▸ EXCERPTED TEXT:
Navigating the wonderous waters of Nautic Model Hobby Racing

| Dit artikel past in een opdracht voor studenten uit het tweede jaar met als onderwerp cmp - international programme.

It’s the middle of December. The wind is howling, and the lakes are frozen. While the cold weather puts a stop to the boat racing season, it finds Danny and Herman in their atelier.

Danny (left) and Herman (right) find peace and excitement in the world of model boats.

Nautic model racing is a captivating hobby at the intersection of craftsmanship and competition. It brings together enthusiasts who construct miniature watercraft powered by electric motors or wind. Danny and Herman, two key figures in the Belgian scene, have known each other for many years now, sharing the same passion for even longer. The two of them find peace and excitement in the world of model boats.

Danny and Herman started this hobby, driven by an interest in mechanical engineering. Nearly five decades ago, Danny impressed many with his high school project, where he had to create a radio-controlled transmitter and receiver. Not knowing this would spark his lifelong interest, he chose a boat as his demonstration vessel. When Herman was younger, he stumbled upon a model shop in Ghent, initially giving it little thought. Years later, when his brother-in-law presented a catalogue, without hesitation, he pointed to the boat he had once dreamed of owning. They have been on this journey ever since. “For us, it comes naturally. He is an engineer; I am an electrician. We are into this stuff”, says Herman.

Ships are decorated with model-sized characters and accessories.

From March to September, clubs transform lakes into arenas for miniature regattas. Beyond the Belgian landscape, a global community resides. An annual world championship unites over 600 candidates from all over the world. Danny describes it as the Olympics. “It’s an opening day where all countries celebrate the upcoming tournaments. The clubs march the streets with their flags in preparation for what’s coming.” The races, a spectacle of synchronised vessels reaching speeds of up to 90 kilometres an hour, demand close collaboration between the mechanic and pilot to prevent crashes with other boats. Over the years, all hobbyists have become familiar with one another, building a friend-like community to return to. “We are one big family”, says Herman with a smile.

▸ SUPPLIED MATERIAL:
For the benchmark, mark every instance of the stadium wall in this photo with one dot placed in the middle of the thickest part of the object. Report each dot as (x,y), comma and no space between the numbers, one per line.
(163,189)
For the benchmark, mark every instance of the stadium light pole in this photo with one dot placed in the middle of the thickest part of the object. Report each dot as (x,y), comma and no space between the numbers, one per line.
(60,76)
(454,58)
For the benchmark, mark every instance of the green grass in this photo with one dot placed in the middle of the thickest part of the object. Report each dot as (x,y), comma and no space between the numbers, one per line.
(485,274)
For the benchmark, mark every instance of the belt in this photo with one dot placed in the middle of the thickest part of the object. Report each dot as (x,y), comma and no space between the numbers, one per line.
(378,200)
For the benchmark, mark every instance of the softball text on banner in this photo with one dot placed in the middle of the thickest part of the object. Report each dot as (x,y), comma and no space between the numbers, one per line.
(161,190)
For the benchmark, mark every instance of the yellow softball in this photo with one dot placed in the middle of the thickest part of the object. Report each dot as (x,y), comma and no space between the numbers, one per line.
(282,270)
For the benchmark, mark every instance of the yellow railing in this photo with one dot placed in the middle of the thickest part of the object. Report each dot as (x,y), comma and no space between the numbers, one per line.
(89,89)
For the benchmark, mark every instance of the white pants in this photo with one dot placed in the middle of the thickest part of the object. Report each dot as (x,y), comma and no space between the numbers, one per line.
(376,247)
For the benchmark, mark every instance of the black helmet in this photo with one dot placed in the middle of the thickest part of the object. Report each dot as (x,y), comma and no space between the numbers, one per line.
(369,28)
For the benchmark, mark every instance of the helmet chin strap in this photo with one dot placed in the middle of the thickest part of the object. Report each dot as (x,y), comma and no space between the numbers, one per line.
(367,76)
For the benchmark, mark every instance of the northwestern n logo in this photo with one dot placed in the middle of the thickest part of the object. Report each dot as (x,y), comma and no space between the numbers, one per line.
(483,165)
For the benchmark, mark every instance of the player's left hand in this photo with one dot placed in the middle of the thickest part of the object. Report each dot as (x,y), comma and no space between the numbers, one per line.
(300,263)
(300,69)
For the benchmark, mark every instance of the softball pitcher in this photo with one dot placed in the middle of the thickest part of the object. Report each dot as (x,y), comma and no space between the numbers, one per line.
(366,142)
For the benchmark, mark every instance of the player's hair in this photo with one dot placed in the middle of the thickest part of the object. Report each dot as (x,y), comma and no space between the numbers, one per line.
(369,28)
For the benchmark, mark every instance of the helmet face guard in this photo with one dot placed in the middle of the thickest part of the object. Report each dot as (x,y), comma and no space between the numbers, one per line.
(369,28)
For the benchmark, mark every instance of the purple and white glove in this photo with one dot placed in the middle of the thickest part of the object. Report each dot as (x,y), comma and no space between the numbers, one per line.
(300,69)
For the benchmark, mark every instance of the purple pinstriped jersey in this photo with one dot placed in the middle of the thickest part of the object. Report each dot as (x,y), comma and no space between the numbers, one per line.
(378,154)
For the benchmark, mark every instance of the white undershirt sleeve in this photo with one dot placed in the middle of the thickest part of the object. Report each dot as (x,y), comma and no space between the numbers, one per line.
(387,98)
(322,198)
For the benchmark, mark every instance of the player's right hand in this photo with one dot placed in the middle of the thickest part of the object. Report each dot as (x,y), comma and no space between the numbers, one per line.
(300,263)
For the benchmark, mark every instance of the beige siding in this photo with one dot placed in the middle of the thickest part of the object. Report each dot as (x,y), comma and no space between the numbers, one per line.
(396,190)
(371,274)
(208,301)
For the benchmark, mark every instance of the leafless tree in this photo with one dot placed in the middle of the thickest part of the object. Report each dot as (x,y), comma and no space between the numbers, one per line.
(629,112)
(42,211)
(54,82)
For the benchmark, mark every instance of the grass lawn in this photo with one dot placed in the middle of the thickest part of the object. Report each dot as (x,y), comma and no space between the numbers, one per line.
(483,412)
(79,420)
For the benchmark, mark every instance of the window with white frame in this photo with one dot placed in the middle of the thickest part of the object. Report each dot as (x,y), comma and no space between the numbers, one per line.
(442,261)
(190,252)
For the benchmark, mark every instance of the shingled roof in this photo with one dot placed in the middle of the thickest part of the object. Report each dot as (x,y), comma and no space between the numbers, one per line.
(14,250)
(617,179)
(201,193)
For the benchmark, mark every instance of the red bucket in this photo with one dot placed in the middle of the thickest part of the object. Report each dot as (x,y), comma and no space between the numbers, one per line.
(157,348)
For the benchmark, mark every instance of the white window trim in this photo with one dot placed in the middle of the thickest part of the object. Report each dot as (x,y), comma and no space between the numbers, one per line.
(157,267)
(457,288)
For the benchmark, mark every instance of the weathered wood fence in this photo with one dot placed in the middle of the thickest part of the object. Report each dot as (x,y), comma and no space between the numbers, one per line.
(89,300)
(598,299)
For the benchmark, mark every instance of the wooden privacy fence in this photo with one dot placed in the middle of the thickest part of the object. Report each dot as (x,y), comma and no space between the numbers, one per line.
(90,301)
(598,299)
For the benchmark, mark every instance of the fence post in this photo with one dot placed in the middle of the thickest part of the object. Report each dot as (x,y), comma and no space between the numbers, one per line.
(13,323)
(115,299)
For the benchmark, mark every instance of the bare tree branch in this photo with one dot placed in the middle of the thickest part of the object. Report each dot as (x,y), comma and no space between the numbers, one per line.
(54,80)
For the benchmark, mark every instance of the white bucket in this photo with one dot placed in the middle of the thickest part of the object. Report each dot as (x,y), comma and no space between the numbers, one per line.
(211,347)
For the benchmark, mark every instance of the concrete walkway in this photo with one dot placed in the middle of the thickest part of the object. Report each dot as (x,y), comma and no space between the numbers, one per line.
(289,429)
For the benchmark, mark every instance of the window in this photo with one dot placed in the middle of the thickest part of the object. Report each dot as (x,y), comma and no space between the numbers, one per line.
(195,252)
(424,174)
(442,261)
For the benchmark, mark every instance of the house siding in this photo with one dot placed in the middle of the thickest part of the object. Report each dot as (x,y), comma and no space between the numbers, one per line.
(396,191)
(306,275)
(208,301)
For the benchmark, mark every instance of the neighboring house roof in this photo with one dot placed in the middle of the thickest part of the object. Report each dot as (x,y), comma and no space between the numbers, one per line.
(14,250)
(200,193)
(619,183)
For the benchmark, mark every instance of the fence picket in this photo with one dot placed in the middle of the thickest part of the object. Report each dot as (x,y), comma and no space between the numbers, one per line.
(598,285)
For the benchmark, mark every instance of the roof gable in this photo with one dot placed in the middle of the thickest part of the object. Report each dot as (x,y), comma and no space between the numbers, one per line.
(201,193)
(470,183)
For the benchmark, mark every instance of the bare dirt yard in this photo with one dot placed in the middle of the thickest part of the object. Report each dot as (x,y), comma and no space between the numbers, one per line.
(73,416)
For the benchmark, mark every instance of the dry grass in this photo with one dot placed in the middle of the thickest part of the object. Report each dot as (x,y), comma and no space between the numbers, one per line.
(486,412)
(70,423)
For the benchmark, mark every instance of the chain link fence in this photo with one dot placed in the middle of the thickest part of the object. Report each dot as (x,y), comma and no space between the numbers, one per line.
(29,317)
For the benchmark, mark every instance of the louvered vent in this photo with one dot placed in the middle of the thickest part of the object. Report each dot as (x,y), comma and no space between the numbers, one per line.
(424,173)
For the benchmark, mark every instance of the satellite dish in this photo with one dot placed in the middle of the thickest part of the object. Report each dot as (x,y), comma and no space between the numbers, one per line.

▸ TASKS TO CARRY OUT:
1. List every month the model boat racing article names.
2. Using the model boat racing article, answer each question:
(a) In which city did Herman come across a model shop when he was younger?
(b) What is Herman's profession, according to his own words?
(c) How many candidates does the annual world championship bring together?

▸ SOLUTION SET:
1. December, March, September

2.
(a) Ghent
(b) Electrician
(c) Over 600